**DIRECTIONS FOR THIS TASK**
All of the data must be retyped exactly, with nothing left out.
═════ INPUT DATA ═════
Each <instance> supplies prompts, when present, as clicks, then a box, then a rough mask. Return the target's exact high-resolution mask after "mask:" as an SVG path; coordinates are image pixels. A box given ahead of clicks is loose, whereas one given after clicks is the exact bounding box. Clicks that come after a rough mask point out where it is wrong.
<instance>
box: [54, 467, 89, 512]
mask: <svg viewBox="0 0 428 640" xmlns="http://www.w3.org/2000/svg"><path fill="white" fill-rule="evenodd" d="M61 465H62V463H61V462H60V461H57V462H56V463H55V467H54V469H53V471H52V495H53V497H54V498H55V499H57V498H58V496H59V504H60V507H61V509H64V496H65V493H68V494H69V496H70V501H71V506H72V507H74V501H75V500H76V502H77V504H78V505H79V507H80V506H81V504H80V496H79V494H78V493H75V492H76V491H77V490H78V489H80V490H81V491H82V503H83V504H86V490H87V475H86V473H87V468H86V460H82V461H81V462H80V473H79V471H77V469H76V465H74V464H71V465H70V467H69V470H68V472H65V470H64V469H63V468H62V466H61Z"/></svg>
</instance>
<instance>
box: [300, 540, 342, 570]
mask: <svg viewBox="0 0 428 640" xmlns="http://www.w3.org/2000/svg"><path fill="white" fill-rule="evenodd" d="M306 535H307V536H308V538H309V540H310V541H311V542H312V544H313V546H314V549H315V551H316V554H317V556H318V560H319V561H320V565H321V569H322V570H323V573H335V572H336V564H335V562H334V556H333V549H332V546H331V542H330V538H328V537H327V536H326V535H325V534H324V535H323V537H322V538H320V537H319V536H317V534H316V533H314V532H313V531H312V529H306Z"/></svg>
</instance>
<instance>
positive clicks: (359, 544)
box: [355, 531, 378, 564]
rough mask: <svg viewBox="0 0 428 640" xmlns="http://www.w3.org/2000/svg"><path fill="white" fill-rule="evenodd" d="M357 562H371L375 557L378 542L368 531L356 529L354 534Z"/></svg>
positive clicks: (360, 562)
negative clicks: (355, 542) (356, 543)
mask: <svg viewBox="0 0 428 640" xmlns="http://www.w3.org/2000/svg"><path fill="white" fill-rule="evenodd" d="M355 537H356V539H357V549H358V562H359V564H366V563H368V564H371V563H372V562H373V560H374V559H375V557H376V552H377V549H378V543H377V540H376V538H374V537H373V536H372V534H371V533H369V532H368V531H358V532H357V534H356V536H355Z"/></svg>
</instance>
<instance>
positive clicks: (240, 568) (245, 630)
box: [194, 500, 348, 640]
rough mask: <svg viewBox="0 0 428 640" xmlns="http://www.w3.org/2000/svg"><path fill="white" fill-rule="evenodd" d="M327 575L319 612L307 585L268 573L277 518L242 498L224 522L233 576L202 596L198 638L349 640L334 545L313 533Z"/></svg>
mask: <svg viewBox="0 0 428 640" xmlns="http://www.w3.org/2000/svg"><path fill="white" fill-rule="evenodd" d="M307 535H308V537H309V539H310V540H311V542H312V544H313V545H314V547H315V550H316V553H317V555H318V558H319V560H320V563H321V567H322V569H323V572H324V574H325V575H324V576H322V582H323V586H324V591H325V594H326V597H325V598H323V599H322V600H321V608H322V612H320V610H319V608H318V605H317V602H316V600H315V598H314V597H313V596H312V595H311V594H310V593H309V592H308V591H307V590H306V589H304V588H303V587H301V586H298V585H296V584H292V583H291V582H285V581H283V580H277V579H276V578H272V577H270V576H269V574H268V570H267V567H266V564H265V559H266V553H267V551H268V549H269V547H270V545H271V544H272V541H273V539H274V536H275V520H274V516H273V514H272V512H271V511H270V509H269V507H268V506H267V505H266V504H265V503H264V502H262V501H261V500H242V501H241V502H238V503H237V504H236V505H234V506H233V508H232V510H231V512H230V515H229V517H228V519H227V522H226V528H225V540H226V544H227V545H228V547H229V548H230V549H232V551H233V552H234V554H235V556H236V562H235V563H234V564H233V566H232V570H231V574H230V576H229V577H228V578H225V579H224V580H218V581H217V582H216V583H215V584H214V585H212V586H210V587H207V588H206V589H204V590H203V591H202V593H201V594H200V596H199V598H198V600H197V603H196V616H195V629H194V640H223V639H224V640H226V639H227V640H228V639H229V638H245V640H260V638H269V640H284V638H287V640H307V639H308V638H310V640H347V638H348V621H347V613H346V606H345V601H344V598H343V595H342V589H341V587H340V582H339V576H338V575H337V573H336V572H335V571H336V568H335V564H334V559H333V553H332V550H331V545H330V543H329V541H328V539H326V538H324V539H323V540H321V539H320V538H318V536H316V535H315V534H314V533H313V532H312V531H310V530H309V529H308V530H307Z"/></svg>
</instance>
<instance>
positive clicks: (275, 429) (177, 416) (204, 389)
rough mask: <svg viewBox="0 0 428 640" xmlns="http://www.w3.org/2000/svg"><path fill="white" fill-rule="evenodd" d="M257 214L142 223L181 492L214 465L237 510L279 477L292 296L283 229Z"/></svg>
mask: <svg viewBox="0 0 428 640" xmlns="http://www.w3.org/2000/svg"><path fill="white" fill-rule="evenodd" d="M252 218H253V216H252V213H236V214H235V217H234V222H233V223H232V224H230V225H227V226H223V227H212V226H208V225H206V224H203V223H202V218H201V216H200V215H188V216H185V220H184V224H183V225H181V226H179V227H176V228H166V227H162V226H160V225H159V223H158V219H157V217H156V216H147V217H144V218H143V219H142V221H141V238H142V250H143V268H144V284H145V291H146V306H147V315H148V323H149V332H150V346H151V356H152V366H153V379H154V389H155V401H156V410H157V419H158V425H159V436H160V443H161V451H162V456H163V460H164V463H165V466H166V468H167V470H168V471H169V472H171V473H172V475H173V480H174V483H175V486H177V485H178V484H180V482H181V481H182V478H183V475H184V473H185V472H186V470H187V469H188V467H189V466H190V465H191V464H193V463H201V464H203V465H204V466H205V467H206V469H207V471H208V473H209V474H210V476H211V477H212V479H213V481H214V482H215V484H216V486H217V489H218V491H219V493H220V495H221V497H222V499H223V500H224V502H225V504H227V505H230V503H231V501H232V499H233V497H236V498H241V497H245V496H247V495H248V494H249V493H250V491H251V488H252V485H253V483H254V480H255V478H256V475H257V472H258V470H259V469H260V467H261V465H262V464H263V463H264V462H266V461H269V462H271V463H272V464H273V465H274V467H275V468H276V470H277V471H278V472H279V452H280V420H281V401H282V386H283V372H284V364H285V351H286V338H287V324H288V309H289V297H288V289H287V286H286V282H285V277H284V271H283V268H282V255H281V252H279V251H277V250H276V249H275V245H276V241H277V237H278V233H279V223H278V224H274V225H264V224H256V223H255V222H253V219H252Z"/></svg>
═════
**THE ANSWER**
Each <instance> supplies prompts, when present, as clicks, then a box, then a rough mask. Return the target's exact high-resolution mask after "mask:" as an SVG path; coordinates are image pixels. A box given ahead of clicks is loose, whereas one given after clicks is the exact bounding box. Clicks that come after a rough mask point out where it is wrong.
<instance>
box: [54, 467, 89, 512]
mask: <svg viewBox="0 0 428 640" xmlns="http://www.w3.org/2000/svg"><path fill="white" fill-rule="evenodd" d="M61 465H62V463H61V462H60V461H57V462H56V463H55V467H54V469H53V471H52V495H53V497H54V498H55V499H57V498H58V496H59V504H60V507H61V509H64V496H65V493H68V494H69V496H70V501H71V506H72V507H74V501H75V500H76V502H77V504H78V505H79V507H80V506H81V504H80V496H79V494H78V493H75V492H76V491H77V490H78V489H80V490H81V491H82V503H83V504H86V490H87V475H86V473H87V468H86V460H82V461H81V462H80V473H79V471H77V469H76V465H74V464H71V465H70V467H69V470H68V472H65V470H64V469H63V468H62V466H61Z"/></svg>
</instance>
<instance>
box: [300, 540, 342, 570]
mask: <svg viewBox="0 0 428 640" xmlns="http://www.w3.org/2000/svg"><path fill="white" fill-rule="evenodd" d="M306 535H307V536H308V538H309V540H310V541H311V542H312V544H313V546H314V549H315V551H316V554H317V556H318V560H319V561H320V565H321V569H322V570H323V573H335V572H336V564H335V562H334V556H333V549H332V546H331V542H330V538H328V537H327V536H326V535H325V534H324V535H323V537H322V538H320V537H319V536H317V534H316V533H314V532H313V531H312V529H306Z"/></svg>
</instance>
<instance>
positive clicks: (359, 544)
box: [355, 531, 378, 564]
rough mask: <svg viewBox="0 0 428 640" xmlns="http://www.w3.org/2000/svg"><path fill="white" fill-rule="evenodd" d="M357 562H371L375 557L378 542L368 531L356 529L354 534Z"/></svg>
positive clicks: (360, 562)
negative clicks: (355, 542) (356, 543)
mask: <svg viewBox="0 0 428 640" xmlns="http://www.w3.org/2000/svg"><path fill="white" fill-rule="evenodd" d="M355 537H356V539H357V549H358V562H359V564H366V563H368V564H371V563H372V562H373V560H374V559H375V557H376V552H377V549H378V543H377V540H376V538H374V537H373V536H372V534H371V533H369V532H368V531H358V532H357V534H356V536H355Z"/></svg>
</instance>
<instance>
positive clicks: (240, 568) (245, 630)
box: [194, 500, 348, 640]
rough mask: <svg viewBox="0 0 428 640" xmlns="http://www.w3.org/2000/svg"><path fill="white" fill-rule="evenodd" d="M327 575L319 612L307 585L268 573L277 518L242 498L224 522L233 576L202 596L198 638L349 640L334 545L313 533Z"/></svg>
mask: <svg viewBox="0 0 428 640" xmlns="http://www.w3.org/2000/svg"><path fill="white" fill-rule="evenodd" d="M307 535H308V537H309V539H310V540H311V542H312V544H313V545H314V547H315V550H316V553H317V555H318V558H319V560H320V563H321V567H322V569H323V572H324V574H325V575H324V576H322V582H323V586H324V591H325V594H326V597H325V598H323V599H322V600H321V608H322V612H320V610H319V608H318V605H317V602H316V600H315V598H314V597H313V596H312V595H311V594H310V593H309V592H308V591H307V590H306V589H304V588H303V587H301V586H298V585H296V584H292V583H291V582H285V581H283V580H277V579H276V578H272V577H270V576H269V574H268V570H267V567H266V564H265V559H266V553H267V551H268V549H269V547H270V545H271V544H272V541H273V539H274V536H275V520H274V516H273V514H272V512H271V511H270V509H269V507H268V506H267V505H266V504H265V503H264V502H262V501H261V500H242V501H241V502H238V503H237V504H236V505H234V506H233V508H232V510H231V512H230V515H229V517H228V519H227V522H226V528H225V540H226V544H227V545H228V547H229V548H230V549H232V551H233V552H234V554H235V556H236V562H235V563H234V564H233V566H232V570H231V574H230V576H229V577H228V578H225V579H224V580H218V581H217V582H216V583H215V584H214V585H212V586H210V587H207V588H206V589H204V590H203V591H202V593H201V594H200V596H199V598H198V600H197V603H196V616H195V629H194V640H223V639H224V640H226V639H227V640H228V639H229V638H245V640H260V638H269V640H284V638H287V640H307V639H308V638H310V640H347V638H348V621H347V613H346V606H345V601H344V598H343V595H342V589H341V587H340V582H339V576H338V575H337V573H336V572H335V571H336V568H335V564H334V559H333V553H332V550H331V545H330V543H329V541H328V539H326V538H324V539H323V540H321V539H320V538H318V536H316V535H315V534H314V533H313V532H312V531H310V530H309V529H308V530H307Z"/></svg>
</instance>
<instance>
positive clicks: (275, 429) (177, 416) (204, 389)
rough mask: <svg viewBox="0 0 428 640" xmlns="http://www.w3.org/2000/svg"><path fill="white" fill-rule="evenodd" d="M257 214L142 223L181 492L214 465L237 510L279 477L292 296L283 229Z"/></svg>
mask: <svg viewBox="0 0 428 640" xmlns="http://www.w3.org/2000/svg"><path fill="white" fill-rule="evenodd" d="M252 218H253V216H252V213H236V214H235V217H234V222H233V223H232V224H230V225H227V226H223V227H212V226H208V225H206V224H203V223H202V218H201V216H200V215H188V216H185V220H184V224H183V225H181V226H179V227H176V228H166V227H162V226H160V225H159V223H158V219H157V217H156V216H147V217H144V218H143V219H142V221H141V238H142V250H143V268H144V284H145V291H146V306H147V315H148V323H149V332H150V346H151V356H152V366H153V379H154V389H155V401H156V410H157V419H158V425H159V436H160V443H161V451H162V456H163V460H164V463H165V466H166V468H167V470H168V471H169V472H171V473H172V475H173V480H174V483H175V486H177V485H178V484H180V482H181V481H182V478H183V475H184V473H185V472H186V470H187V469H188V467H189V466H190V465H191V464H193V463H201V464H203V465H204V466H205V467H206V469H207V471H208V473H209V474H210V476H211V477H212V479H213V481H214V482H215V484H216V486H217V489H218V491H219V493H220V495H221V497H222V499H223V500H224V502H225V504H227V505H230V503H231V501H232V499H233V497H236V498H241V497H245V496H247V495H248V494H249V493H250V491H251V488H252V485H253V483H254V480H255V478H256V475H257V472H258V470H259V469H260V467H261V465H262V464H263V463H264V462H266V461H269V462H271V463H272V464H273V465H274V467H275V468H276V470H277V471H278V472H279V452H280V420H281V401H282V386H283V372H284V364H285V351H286V338H287V324H288V309H289V297H288V289H287V286H286V282H285V277H284V271H283V268H282V255H281V252H279V251H277V250H276V249H275V245H276V241H277V237H278V233H279V223H278V224H274V225H264V224H256V223H255V222H253V219H252Z"/></svg>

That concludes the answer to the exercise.